DATA LINES:
---
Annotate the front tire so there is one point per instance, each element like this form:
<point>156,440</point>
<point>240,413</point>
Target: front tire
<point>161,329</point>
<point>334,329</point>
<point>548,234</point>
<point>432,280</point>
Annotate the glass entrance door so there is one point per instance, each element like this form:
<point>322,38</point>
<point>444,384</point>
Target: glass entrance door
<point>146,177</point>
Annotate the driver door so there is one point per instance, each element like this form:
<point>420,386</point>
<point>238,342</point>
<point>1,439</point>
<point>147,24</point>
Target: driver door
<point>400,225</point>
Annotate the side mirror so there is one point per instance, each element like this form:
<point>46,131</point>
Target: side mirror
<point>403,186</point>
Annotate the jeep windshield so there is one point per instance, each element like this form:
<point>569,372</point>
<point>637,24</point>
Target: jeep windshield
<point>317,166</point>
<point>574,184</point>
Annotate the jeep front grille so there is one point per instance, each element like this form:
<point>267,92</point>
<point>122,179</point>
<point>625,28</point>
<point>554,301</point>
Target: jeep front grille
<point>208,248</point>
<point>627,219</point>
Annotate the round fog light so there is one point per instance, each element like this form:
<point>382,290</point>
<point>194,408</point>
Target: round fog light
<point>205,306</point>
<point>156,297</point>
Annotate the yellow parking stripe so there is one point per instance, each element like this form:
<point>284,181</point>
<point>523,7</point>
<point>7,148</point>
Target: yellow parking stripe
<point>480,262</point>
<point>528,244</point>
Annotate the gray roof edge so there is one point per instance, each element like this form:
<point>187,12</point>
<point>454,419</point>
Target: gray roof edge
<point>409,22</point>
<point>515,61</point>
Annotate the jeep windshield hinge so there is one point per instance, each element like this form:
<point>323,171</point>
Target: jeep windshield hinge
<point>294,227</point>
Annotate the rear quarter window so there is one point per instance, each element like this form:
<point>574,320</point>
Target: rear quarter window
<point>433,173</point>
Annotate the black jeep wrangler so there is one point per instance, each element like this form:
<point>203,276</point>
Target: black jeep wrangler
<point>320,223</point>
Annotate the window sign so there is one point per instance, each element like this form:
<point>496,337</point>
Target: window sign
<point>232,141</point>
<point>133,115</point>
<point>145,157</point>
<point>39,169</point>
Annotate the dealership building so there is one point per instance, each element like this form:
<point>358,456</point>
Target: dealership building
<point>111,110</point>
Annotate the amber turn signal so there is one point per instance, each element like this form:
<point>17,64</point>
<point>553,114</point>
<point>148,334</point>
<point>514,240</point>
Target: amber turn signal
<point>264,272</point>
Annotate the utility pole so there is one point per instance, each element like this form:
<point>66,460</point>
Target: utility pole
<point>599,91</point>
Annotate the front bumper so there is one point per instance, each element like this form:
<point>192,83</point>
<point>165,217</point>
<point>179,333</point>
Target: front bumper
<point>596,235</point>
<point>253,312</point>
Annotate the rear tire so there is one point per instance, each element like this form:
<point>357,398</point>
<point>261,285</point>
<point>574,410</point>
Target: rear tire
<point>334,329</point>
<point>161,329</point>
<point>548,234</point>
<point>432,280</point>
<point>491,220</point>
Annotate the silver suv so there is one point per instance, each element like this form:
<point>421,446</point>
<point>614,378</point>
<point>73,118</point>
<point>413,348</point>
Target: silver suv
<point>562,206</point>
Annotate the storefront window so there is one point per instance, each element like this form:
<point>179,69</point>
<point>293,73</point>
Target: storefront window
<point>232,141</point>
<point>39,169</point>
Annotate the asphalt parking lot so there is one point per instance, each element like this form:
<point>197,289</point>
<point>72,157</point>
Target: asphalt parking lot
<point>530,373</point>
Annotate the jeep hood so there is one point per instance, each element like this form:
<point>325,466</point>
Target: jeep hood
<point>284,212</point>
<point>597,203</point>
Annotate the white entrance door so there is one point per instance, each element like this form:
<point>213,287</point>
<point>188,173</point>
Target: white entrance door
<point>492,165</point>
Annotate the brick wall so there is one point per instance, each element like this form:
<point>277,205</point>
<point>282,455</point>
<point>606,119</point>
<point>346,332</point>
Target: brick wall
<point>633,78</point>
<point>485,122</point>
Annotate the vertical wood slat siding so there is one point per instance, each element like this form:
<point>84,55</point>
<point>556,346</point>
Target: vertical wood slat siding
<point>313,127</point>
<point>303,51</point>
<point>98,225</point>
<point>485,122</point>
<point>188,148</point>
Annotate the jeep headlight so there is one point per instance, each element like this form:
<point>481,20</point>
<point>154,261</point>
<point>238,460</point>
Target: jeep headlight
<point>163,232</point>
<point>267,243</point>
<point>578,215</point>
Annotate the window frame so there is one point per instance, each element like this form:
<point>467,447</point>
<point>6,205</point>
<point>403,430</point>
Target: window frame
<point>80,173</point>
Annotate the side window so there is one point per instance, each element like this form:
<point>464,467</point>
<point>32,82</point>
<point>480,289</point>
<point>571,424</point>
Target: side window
---
WHAT IS ASKED:
Starting at the line that contains "Annotate the window frame" and ending at the end of the items, rename "side window" to "rear window". Give back only those lines, with everything else unchanged.

RESULT OF THE EXERCISE:
Annotate the window frame so there is one point per instance, each element like this form:
<point>467,447</point>
<point>6,205</point>
<point>403,430</point>
Target: window frame
<point>80,173</point>
Annotate the rear window so there is one point per instance, each element like this form:
<point>464,467</point>
<point>32,82</point>
<point>480,289</point>
<point>571,424</point>
Target: rear window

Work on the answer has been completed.